### Text segment
Abramenko, 34, won gold at the 2018 Olympics — Ukraine’s second-ever individual Winter Olympic title after figure skater Oksana Baiul in 1994 — and silver last year.

He competed once this season, placing 10th at a World Cup in Finland on Dec. 4, and then flew with the Ukrainian national team to stay in Utah ahead of World Cups in Canada in January and at the 2002 Olympic venue in Park City this weekend. The area also hosted many Ukraine winter sports athletes this past summer.

Abramenko missed the competition in Canada two weeks ago due to injury and then wasn’t on the start list for today’s aerials event in Park City. He is set to miss the world championships later this month in Georgia (the country, not the state).

Abramenko said he needs surgery, followed by a nine-month rehabilitation process, similar to an operation on his other knee six years ago, according to Ukraine’s public broadcaster. He said he will see how the recovery goes and determine whether to return to the sport at age 35, according to the report.

Abramenko is already the oldest Olympic men’s aerials medalist and come the 2026 Milan-Cortina Winter Games will be older than all but one male aerialist in Olympic history, according to Olympedia.org.

At last year’s Olympics, Abramenko, Ukraine’s flag bearer at the Opening Ceremony, was hugged after the aerials final by Russian Ilya Burov, who finished one spot behind Abramenko for a bronze medal. A week later, Russia invaded Ukraine.

A week after that, Abramenko posed for a photo sitting on a mattress in a Kyiv parking garage with his wife and 2-year-old son published by The New York Times.

“We spend the night in the underground parking in the car, because the air attack siren is constantly on,” Abramenko texted, according to the newspaper. “It’s scary to sleep in the apartment, I myself saw from the window how the air defense systems worked on enemy missiles, and strong explosions were heard.”

### Assignment A
In the Abramenko article, what place did he finish at the World Cup in Finland on Dec. 4?
### Assignment B
For each statement, answer yes or no on whether it agrees with the Abramenko article, and quote the words that decide it. (i) Abramenko won silver at the 2018 Olympics. (ii) Abramenko needs surgery followed by nine months of rehabilitation. (iii) Ilya Burov won a bronze medal in the aerials final.
### Assignment C
Quote the stretch of the Abramenko article from "Abramenko missed the" through "according to Olympedia.org.".
The records have nothing to do with the Abramenko article.

### Input data
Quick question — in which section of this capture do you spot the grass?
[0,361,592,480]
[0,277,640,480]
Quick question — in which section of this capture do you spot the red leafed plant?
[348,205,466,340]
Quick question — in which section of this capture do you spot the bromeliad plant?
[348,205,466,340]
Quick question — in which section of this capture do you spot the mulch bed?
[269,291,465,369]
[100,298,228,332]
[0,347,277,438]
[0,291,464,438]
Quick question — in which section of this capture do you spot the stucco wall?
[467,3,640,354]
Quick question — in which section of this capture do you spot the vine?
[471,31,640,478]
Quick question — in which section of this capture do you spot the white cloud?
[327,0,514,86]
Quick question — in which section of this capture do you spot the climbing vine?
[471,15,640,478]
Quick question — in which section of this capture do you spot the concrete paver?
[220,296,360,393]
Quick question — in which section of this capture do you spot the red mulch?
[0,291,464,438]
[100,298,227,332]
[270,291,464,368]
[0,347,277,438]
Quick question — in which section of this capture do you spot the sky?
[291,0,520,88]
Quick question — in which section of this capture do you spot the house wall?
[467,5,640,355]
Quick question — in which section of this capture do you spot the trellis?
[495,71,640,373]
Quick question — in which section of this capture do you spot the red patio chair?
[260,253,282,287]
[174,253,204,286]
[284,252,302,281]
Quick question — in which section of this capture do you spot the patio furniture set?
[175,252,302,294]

==

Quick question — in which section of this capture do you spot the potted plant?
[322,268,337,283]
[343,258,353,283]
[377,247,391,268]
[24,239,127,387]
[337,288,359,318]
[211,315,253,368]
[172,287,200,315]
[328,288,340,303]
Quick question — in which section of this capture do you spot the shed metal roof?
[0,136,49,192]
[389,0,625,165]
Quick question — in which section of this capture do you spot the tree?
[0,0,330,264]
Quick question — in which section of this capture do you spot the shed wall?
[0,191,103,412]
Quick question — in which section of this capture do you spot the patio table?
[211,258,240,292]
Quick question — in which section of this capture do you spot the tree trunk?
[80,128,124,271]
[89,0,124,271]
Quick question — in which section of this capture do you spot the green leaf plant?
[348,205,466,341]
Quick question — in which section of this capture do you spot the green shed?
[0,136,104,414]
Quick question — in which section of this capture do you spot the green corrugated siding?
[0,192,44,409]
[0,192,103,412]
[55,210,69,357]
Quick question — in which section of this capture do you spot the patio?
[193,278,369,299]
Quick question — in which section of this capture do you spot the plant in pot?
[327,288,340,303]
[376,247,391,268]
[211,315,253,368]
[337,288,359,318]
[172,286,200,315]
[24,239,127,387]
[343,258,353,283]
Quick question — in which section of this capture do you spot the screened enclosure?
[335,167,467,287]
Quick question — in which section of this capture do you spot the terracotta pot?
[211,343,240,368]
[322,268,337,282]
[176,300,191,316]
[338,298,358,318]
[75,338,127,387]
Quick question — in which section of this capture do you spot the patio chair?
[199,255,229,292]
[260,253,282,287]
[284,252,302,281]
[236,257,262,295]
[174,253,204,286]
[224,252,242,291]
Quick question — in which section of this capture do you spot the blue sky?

--

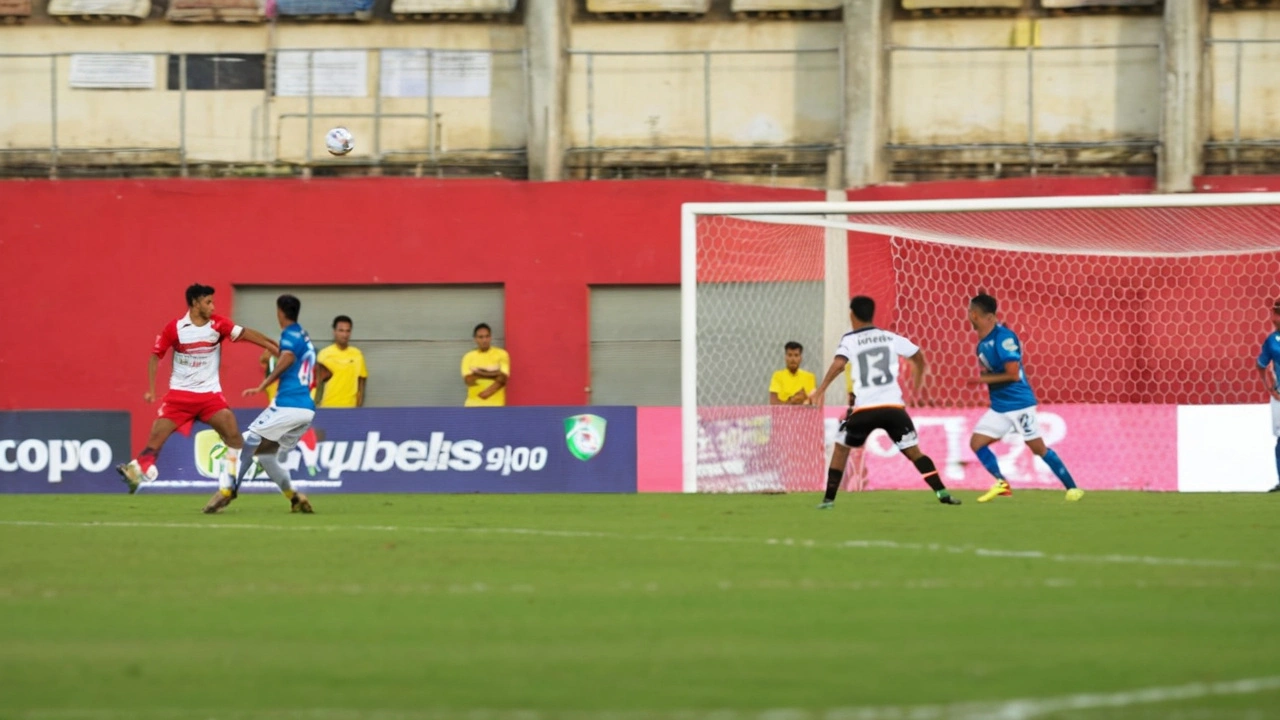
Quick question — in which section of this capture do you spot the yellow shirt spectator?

### Exercise output A
10th

### Exercise output B
(i) No: "won gold at the 2018 Olympics"
(ii) Yes: "he needs surgery, followed by a nine-month rehabilitation process"
(iii) Yes: "who finished one spot behind Abramenko for a bronze medal"

### Exercise output C
Abramenko missed the competition in Canada two weeks ago due to injury and then wasn’t on the start list for today’s aerials event in Park City. He is set to miss the world championships later this month in Georgia (the country, not the state).

Abramenko said he needs surgery, followed by a nine-month rehabilitation process, similar to an operation on his other knee six years ago, according to Ukraine’s public broadcaster. He said he will see how the recovery goes and determine whether to return to the sport at age 35, according to the report.

Abramenko is already the oldest Olympic men’s aerials medalist and come the 2026 Milan-Cortina Winter Games will be older than all but one male aerialist in Olympic history, according to Olympedia.org.